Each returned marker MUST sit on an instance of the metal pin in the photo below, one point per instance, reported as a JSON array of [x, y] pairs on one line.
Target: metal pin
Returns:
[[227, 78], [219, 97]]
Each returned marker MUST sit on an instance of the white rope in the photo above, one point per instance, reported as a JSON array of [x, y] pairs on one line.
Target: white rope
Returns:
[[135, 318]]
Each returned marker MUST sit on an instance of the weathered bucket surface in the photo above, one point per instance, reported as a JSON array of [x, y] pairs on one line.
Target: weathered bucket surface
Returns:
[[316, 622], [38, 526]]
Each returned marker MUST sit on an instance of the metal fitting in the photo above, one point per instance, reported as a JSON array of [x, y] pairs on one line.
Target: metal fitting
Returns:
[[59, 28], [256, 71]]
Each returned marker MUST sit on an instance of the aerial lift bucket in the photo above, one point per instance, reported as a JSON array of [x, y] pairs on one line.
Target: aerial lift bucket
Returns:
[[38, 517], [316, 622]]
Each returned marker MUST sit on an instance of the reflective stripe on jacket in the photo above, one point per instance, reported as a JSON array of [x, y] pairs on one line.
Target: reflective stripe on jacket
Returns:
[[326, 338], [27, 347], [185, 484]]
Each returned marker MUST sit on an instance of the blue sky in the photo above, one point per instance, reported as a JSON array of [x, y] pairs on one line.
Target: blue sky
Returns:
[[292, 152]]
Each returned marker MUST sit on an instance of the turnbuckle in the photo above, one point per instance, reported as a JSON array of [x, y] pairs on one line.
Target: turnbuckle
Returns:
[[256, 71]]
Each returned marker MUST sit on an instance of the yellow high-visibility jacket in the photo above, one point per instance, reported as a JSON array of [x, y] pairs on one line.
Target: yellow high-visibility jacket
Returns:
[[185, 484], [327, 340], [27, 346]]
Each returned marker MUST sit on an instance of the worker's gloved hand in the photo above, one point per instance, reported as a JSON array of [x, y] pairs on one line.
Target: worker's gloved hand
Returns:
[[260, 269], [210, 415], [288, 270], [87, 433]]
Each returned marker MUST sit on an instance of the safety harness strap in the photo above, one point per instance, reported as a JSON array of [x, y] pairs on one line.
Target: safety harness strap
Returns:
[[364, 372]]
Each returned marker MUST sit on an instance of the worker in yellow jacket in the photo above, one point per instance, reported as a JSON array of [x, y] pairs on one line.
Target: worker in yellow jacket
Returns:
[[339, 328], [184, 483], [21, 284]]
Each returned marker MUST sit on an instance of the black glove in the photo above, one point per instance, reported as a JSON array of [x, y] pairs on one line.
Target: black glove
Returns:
----
EXERCISE DESCRIPTION: Format the lines starting at the one that contains "Each returned marker MUST sit on an instance of the blue" and ending at the one that contains "[[364, 372]]" as a JSON list of strings, one string per line, with blank lines omitted.

OUTPUT:
[
  "Each returned marker MUST sit on an instance of the blue sky in the photo above, one point per instance, reported as a JSON array of [x, y] pairs on one line.",
  "Target: blue sky",
  "Returns:",
  "[[292, 152]]",
  "Each returned marker MUST sit on an instance of the turnbuckle in the photo above, one point per instance, reported as a JSON array of [x, y] pairs on one line.",
  "Target: turnbuckle",
  "Returns:",
  "[[256, 71]]",
  "Each returned marker MUST sit on an instance of the yellow high-visibility jacket in the photo above, one point per instance, reported as a JSON array of [x, y] pairs on one line.",
  "Target: yellow high-visibility jacket",
  "Returns:",
  "[[185, 484], [327, 340], [27, 346]]",
  "Each returned marker MUST sit on an instance of the worker's gloved hand in the photo above, one point per instance, reported as a JSON array of [x, y] pairs on one line.",
  "Target: worker's gloved hand",
  "Returns:",
  "[[260, 269], [210, 415], [288, 270], [87, 433]]",
  "Each returned marker MUST sit on an instance of the safety harness strap in the photo above, one point per instance, reported as a JSON array of [x, y] pairs on one line.",
  "Target: safety harness strap",
  "Returns:",
  "[[364, 372]]"
]